Requirement:
Reproduce each of the rows below word for word, without changing any character or line.

Excerpted data:
__________
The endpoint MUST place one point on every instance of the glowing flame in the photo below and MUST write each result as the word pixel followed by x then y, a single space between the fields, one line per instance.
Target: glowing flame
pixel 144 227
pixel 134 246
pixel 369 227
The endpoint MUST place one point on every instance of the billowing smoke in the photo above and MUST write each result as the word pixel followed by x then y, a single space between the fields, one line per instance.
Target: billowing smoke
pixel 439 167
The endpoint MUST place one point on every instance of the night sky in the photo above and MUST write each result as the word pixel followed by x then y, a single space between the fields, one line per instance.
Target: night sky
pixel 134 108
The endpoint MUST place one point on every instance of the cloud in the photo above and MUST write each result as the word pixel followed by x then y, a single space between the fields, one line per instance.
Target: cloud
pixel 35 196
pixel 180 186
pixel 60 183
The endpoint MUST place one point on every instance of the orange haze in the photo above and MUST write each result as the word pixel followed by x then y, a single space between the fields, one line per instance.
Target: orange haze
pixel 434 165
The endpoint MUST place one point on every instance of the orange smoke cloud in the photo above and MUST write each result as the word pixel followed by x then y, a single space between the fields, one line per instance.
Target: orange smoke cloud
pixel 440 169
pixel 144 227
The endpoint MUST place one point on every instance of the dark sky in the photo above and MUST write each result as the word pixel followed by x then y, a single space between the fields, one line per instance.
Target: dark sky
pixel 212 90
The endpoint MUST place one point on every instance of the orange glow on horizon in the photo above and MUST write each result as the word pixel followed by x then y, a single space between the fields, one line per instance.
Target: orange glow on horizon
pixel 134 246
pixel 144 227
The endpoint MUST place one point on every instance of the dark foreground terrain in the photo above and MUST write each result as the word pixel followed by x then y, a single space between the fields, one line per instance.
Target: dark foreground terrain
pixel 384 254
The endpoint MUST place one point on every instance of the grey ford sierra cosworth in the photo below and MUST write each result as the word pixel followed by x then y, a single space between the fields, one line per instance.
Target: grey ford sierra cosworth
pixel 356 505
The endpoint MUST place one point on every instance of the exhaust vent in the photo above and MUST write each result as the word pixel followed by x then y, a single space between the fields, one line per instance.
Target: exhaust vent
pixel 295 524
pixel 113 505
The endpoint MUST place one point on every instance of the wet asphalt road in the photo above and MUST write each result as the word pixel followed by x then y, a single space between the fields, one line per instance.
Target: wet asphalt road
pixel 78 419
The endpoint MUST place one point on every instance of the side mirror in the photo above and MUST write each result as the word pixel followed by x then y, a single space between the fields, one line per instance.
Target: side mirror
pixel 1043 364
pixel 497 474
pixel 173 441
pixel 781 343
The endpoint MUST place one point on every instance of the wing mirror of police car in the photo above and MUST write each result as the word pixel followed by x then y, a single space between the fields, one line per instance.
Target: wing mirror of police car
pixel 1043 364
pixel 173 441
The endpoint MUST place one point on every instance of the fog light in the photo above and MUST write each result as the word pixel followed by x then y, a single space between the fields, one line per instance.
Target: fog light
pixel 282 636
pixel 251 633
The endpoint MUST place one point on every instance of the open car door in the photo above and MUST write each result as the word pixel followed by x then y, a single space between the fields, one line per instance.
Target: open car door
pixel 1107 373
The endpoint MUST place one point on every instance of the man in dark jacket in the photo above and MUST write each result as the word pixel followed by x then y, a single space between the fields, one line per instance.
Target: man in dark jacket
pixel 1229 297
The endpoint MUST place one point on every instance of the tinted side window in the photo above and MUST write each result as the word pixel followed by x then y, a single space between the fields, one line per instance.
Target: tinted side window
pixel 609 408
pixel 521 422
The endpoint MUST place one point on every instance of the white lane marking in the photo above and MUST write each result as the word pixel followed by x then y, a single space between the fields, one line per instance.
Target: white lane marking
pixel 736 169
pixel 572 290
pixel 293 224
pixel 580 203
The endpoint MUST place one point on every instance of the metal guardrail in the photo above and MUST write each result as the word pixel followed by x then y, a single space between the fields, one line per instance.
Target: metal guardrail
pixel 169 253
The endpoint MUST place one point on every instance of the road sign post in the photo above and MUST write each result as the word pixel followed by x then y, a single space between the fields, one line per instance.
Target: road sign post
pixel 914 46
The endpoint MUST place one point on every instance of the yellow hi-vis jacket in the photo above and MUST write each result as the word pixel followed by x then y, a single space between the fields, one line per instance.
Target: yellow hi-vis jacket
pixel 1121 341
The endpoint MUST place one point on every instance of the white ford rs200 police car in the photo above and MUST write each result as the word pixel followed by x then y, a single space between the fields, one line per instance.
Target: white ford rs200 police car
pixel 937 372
__________
Solution:
The endpoint MUST place one point on every instance of the glowing flame in the photo below and MUST write each result as the word pixel followed by x then y, a single space between the fields, one line per instance.
Target: glowing flame
pixel 144 227
pixel 134 246
pixel 369 227
The endpoint MUST place one point on every instance of the billowing smoke in the photo above and MUST write each result as the word pixel followed by x then y, a single space between the fields, one line per instance.
Target: billowing smoke
pixel 439 167
The endpoint MUST place one point on every instance of the night sky in the photo above and MUST write each result as the word pixel followed by x then y, a single space between the fields, one line per instance.
Target: night sky
pixel 134 108
The endpoint MUST place one point on every instance of the cloud in the photo above and MUST write each result as the word pixel followed by x then y, a single space between the fields, one line per instance.
Target: cloud
pixel 35 196
pixel 180 186
pixel 60 183
The endpoint MUST place one point on every instance of the orange haze in the photo above and MUST write each result as the word pixel followed by x then y, a single space between the fields, one line per instance.
Target: orange haze
pixel 434 165
The endpoint MUST place one point on every instance of the orange smoke cloud in the photo above and MUST write each result as the word pixel followed by x then y, a single space between the fields, one line per instance.
Target: orange smoke cloud
pixel 440 169
pixel 144 227
The endpoint MUST place one point on every instance of the dark sky in the photo above and MUST write each result as the word pixel followed by x then y, a single space between the fields, one line per instance.
Target: dark sky
pixel 212 90
The endpoint MUST place one point on every instance of the orange glow on horizon in the photo above and MUST write each result as the word pixel followed by x then y, a single space between the fields, one line per instance.
Target: orange glow on horizon
pixel 134 246
pixel 144 227
The endpoint MUST place one point on every instance of the dark foreground terrain in the photo above and MUST write each result as the word pixel followed by x then y, a single space between the fields, one line per instance.
Target: dark foreground terrain
pixel 384 254
The endpoint MUST place one point on every instance of the grey ford sierra cosworth in the photo below and MUST write each result as the word pixel followed by x then y, a single space between the fields, one line per instance.
Target: grey ford sierra cosworth
pixel 356 505
The endpoint MUST place one point on every instance of the exhaust vent in the photo above and MUST write each result as the word pixel followed by x then y, a single space between the fields, one line per instance.
Target: exhaust vent
pixel 295 524
pixel 113 505
The endpoint MUST place one point on every instance of the wet asphalt road in the photo above and MUST write each result as the word pixel followed by x then y, a single space between the fields, one line per instance.
Target: wet asphalt road
pixel 78 419
The endpoint MUST place one point on every instance of the side mirror in the photo above and MUST write each result as the word pixel followed by x then y, a single space between the fields, one line per instance.
Target: side mirror
pixel 1043 364
pixel 497 474
pixel 173 441
pixel 781 343
The endpoint MUST place one point on every instance of the wing mirror of police car in the photo above and MUST write each result as the word pixel followed by x then y, a single space between the fields, one line per instance.
Target: wing mirror of police car
pixel 1043 364
pixel 173 441
The endpoint MUST place one point on every instance of the fog light in the photo above and MUST write each result as the word pixel followed by x then y, a single space between the fields, one line per instance.
Target: fog light
pixel 282 636
pixel 251 633
The endpoint MUST place one point on every instance of the open car door in the photo above and MUST write each result as the word pixel followed by x then y, a single space between the fields, one line per instance.
Target: open car door
pixel 1107 373
The endpoint MUST place one point on every instance of the man in dark jacket in the photo above and MUST write each result as the word pixel followed by x then y, a single space between the fields, one line per instance.
Target: man in dark jacket
pixel 1229 297
The endpoint MUST place one point on every instance of the tinted side window in the photo above and MUST write each result as the word pixel followed by x then y, a single space between the fields, one line per instance.
Target: tinted side window
pixel 609 408
pixel 521 422
The endpoint MUST place one point on every instance of the white lane marking in the photo above and MUST write each result as the word pixel followed by x then y, a single space between the fields, one line per instance.
Target: white lane marking
pixel 736 169
pixel 572 290
pixel 293 224
pixel 580 203
The endpoint MUST place one point on every instance of the metal guardrail in the photo above and MUST write each result as the word pixel followed by x then y, a single space between the fields, one line per instance.
Target: metal guardrail
pixel 169 253
The endpoint MUST place one point on every instance of the road sign post in the photo above and MUST write each result as the word pixel followed by x then y, a single space between the fields, one line per instance.
Target: road sign post
pixel 914 46
The endpoint MUST place one point on every instance of the yellow hi-vis jacket in the photo above and MUST write each result as the word pixel followed by x then y, a single space between the fields, one line per instance.
Target: yellow hi-vis jacket
pixel 1121 341
The endpoint MUST place one point on every instance of the white ford rs200 police car in the photo above and MUST write each result as the word pixel followed by x then y, a single space between the fields, one line per instance.
Target: white ford rs200 police car
pixel 937 372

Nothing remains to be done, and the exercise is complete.